It gets worse, of course, as the months drag on and the unemployment checks finally stop. OKC is an especially lousy job market for jobs in print. One major newspaper, a couple of smaller community and business papers, a couple of small community and private magazines. If you happen to have worked your way up to the higher level editing/managing tier, you can count on two hands the opportunities available there. And for the most part they are not really in publishing; they’re the PR directors for the companies big enough to have PR directors. And the same people keep holding those slots; they just advance sideways through the different companies.

I heard some of the management-level discussions when my non-profit medical association was looking for a new director. I heard what they said about the guy who was obviously the best-qualified, nicest guy in the bunch, the one we all wanted to work for. “But he’s 55,” the bosses said. “He’s just biding his time till he retires.”

So they hired some cocky young wunderkind all the way from a snooty rich county association in the NYC suburbs. (Many in Oklahoma City still have an extreme inferiority complex that they try to overcome by hiring people from more sophisticated parts of the country.)

I only lasted a few months after that jerk (shorthand for “arrogant, pompous ass with “Short Man Syndrome”) arrived. There were two of us “antiques” spoiling his office ambiance, and the other woman was the bookkeeper/accountant who had, at the behest of our boss, cooked kept the association’s books for the previous 20 years or so (I learned from her how creative accounting really is). I was only the managing editor of a journal that had never turned a profit at that not-for-profit association. And hell, by then (1998), any pretty young (preferably single) secretary could crank out a publication using Microsoft Word, right? Why keep paying a professional (and old) editor to do it?

Do you detect a little bitterness here? Just a tad, maybe? Nahhhh. It’s ten years later. I’m not bi … bit … bitt … resentful. Hell, no! Why should I be!? (Besides, even though three different lawyers said I might have a case, they all said my time and resources would be better spent looking for another job. So I did. Unsuccessfully. Now that I think about it, all three were men, all three were well-to-do and employed, and all three were in their 40s.)

I know. I know. I need a shrink to help me get over this. But have you checked the going rate these days for a shrink?

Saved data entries

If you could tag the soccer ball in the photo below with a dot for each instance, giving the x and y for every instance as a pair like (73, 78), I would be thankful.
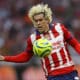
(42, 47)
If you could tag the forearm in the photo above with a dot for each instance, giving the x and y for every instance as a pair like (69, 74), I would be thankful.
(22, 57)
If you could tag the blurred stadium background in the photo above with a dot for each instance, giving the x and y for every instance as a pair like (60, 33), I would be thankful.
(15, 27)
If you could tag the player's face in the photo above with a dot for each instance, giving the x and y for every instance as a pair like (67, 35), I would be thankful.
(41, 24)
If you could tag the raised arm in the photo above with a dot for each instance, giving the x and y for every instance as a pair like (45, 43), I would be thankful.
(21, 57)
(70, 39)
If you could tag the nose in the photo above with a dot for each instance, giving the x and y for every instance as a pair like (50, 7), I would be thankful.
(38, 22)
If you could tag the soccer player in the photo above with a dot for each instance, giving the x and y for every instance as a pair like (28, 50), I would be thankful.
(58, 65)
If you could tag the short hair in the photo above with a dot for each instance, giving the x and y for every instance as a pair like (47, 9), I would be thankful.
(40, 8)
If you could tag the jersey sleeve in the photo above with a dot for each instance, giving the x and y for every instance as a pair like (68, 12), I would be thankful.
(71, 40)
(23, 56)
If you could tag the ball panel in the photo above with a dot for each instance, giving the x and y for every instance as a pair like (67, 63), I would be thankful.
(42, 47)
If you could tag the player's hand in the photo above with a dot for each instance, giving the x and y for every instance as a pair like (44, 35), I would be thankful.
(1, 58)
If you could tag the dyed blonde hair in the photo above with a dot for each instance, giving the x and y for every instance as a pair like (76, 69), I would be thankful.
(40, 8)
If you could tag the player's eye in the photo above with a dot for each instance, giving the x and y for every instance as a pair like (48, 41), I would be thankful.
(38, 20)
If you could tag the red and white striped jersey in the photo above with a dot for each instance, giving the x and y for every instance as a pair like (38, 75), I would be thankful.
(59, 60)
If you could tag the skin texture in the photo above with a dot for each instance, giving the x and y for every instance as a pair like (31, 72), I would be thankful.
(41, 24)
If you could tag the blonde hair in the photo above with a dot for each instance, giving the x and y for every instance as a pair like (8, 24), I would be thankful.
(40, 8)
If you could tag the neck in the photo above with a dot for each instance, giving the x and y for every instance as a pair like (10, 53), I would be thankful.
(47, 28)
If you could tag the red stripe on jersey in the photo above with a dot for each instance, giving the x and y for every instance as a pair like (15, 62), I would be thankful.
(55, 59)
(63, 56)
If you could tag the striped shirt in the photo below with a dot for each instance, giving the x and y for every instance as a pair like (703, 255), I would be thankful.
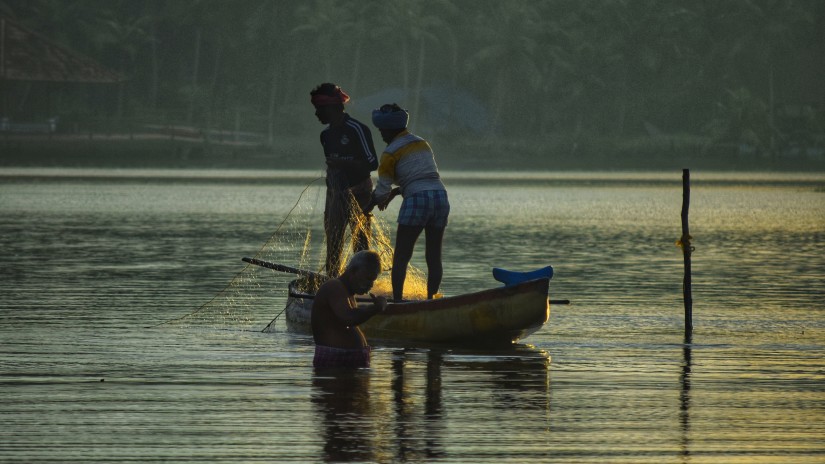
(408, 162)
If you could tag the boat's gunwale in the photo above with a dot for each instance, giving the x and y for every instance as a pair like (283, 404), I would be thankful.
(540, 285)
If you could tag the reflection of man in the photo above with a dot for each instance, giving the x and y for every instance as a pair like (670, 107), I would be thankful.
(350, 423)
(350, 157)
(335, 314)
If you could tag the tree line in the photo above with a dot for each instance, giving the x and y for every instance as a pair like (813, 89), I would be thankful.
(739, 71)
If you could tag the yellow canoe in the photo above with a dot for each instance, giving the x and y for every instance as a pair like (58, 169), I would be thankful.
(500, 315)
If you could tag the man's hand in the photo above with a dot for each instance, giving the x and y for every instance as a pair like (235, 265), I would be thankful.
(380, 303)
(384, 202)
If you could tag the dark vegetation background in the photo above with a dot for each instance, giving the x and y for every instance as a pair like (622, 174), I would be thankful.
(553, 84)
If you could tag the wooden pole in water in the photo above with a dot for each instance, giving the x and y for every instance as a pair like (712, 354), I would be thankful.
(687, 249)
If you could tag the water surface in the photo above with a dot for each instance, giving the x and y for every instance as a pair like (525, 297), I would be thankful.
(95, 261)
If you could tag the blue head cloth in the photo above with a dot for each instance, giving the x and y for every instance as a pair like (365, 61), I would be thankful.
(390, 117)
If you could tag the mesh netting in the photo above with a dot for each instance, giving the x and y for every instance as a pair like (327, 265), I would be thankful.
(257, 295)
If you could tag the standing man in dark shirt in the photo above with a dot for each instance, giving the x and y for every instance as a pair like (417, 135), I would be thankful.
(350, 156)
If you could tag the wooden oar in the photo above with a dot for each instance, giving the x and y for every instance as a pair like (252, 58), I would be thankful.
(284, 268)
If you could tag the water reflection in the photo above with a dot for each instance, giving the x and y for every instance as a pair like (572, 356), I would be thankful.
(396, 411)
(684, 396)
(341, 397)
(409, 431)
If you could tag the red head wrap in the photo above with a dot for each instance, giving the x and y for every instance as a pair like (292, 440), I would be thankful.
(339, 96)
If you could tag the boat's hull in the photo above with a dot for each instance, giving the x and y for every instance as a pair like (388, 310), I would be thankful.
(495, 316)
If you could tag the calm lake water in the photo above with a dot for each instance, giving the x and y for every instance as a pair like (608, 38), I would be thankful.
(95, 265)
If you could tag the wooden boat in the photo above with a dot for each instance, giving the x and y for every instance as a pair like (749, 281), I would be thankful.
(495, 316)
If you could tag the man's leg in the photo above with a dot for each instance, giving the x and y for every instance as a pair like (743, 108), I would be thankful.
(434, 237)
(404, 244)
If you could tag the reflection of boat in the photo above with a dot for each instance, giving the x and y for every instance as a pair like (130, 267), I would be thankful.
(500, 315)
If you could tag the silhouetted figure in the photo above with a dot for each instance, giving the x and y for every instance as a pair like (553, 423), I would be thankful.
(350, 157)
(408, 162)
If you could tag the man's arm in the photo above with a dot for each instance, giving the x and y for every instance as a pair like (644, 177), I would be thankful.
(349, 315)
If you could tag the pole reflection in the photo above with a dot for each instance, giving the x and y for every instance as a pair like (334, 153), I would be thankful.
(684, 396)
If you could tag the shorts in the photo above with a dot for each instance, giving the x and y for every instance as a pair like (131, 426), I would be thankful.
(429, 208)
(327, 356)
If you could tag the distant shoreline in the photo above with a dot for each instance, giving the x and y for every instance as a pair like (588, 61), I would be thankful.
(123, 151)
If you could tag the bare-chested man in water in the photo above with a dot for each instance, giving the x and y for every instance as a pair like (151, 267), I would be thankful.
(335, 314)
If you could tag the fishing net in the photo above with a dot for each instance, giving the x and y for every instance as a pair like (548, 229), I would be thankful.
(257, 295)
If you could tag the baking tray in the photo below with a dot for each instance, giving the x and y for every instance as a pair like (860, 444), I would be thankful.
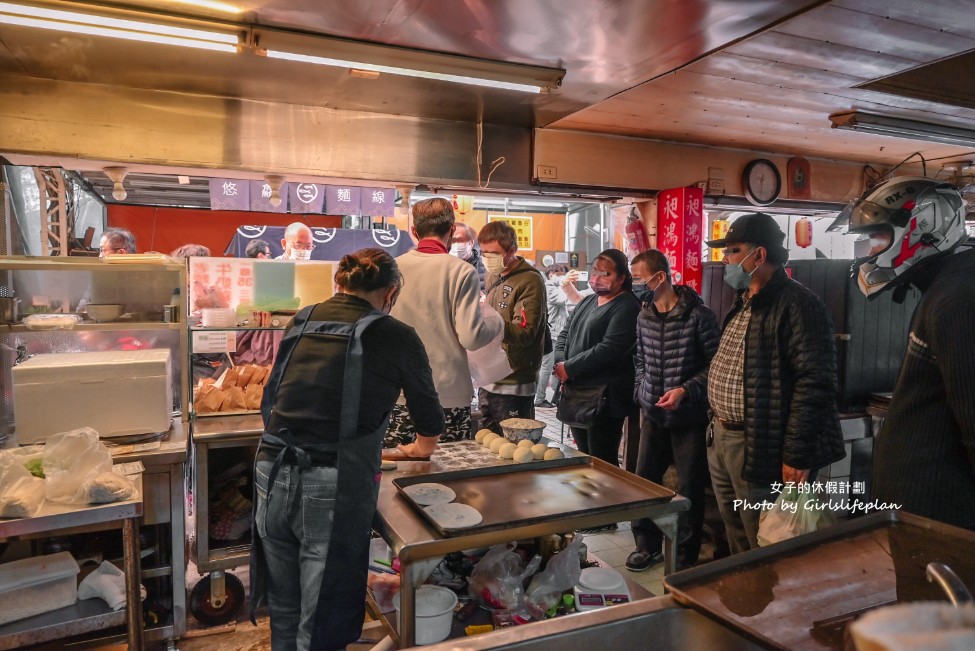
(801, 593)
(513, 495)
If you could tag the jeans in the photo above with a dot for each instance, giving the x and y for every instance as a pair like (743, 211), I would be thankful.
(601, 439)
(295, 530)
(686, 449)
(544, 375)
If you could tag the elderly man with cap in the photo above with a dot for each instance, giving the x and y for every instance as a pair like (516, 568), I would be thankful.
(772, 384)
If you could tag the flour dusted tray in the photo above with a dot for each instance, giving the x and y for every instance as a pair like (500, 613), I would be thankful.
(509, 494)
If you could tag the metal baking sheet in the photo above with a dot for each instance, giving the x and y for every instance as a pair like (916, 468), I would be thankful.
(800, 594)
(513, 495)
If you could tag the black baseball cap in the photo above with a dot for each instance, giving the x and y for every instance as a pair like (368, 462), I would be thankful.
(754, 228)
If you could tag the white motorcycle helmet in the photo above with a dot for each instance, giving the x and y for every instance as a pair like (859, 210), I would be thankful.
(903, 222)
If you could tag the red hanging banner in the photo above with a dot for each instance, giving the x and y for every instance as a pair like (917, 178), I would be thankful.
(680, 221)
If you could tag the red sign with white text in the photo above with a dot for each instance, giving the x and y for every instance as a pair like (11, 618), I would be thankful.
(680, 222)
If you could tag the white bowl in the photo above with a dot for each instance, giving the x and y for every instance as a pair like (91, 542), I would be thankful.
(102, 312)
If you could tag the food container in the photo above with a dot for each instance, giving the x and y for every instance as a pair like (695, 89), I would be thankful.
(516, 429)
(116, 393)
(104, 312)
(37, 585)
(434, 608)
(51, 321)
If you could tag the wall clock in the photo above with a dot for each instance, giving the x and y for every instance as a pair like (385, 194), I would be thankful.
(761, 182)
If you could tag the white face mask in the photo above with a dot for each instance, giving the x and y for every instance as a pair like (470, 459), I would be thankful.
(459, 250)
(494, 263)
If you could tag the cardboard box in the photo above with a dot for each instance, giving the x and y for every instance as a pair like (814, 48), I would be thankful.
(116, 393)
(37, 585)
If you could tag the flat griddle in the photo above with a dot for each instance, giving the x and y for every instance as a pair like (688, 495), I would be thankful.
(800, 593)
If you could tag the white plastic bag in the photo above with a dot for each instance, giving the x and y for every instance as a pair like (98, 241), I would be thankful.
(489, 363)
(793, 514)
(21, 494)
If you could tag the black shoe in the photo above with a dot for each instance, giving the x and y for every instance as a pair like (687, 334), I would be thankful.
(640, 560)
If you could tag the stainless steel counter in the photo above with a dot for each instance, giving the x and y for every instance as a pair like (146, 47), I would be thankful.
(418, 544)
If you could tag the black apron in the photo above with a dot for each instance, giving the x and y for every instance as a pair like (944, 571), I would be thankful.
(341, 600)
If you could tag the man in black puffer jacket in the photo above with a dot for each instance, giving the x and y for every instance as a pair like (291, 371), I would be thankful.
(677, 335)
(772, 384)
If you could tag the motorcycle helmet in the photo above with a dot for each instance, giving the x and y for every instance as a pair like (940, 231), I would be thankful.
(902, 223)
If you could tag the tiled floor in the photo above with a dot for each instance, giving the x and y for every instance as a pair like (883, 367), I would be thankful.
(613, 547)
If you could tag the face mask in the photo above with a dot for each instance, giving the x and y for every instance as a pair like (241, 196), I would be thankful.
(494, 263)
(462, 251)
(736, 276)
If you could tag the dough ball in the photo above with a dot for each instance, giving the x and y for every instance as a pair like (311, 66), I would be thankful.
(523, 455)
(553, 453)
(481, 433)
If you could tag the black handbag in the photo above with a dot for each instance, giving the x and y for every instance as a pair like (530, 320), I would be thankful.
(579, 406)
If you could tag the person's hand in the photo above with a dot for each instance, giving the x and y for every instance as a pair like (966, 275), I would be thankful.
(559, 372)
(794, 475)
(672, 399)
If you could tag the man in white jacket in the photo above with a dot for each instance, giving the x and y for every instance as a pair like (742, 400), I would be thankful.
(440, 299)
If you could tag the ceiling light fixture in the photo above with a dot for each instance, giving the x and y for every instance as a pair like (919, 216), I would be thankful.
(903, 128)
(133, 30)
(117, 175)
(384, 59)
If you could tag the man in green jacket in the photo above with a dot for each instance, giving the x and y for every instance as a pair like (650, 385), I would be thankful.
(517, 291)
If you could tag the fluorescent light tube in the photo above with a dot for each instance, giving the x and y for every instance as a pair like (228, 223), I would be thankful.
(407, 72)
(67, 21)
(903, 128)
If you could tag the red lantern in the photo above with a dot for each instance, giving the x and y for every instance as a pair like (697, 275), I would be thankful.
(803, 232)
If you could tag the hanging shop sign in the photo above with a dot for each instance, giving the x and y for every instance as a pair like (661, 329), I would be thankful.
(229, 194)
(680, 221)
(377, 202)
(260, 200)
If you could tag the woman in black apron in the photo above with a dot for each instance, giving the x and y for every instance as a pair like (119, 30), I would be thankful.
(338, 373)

* Exercise requirements
Resume the essay about losing a magazine editing job in Oklahoma City, starting right after its last sentence.

* Result for this exercise
(I did warn you this would be a rant, didn’t I?)

Just retrain, management says

Sound familiar? You lose your job and The Man, from his paneled office, says, don’t worry. There are plenty of jobs out there. Just retrain.

In my case, as in many, management was missing the point. I didn’t want to retrain. I had thirty years invested in printing and publishing and that’s where I wanted to stay. It hadn’t made me rich enough to move elsewhere for retraining and a new job. Besides, it was what I knew and loved.

As it turned out, all of that was moot anyway. I was forced to accept that nobody wanted to hire a 55-year-old, or a 56-year-old, or a 57-year old. Not that I didn’t already know it. I had been in on my employer’s side of the discussion when a highly qualified 57-year-old was applying for a position. The bottom line was his age; my organization didn’t want someone who “just wanted a place to park until his retirement.”

Nor, apparently, had my boss wanted to retain anyone in that age group. Experience didn’t matter. I was the only one in the organization who knew anything about publishing, but hey, by the time I got booted, the secretaries were cranking out stuff with Word, and it looked great (different fonts, columns, and everything!) to the uninitiated. So on a variety of pretexts (they never settled on one, and none related to my job performance), I was terminated.

Need I mention that my chair was hardly cold before they hired two or three lovely young women who happily shared what I used to make.

If you’re the worker, the one in the trenches every day, you understand what I’m talking about. If you’re management, you don’t care.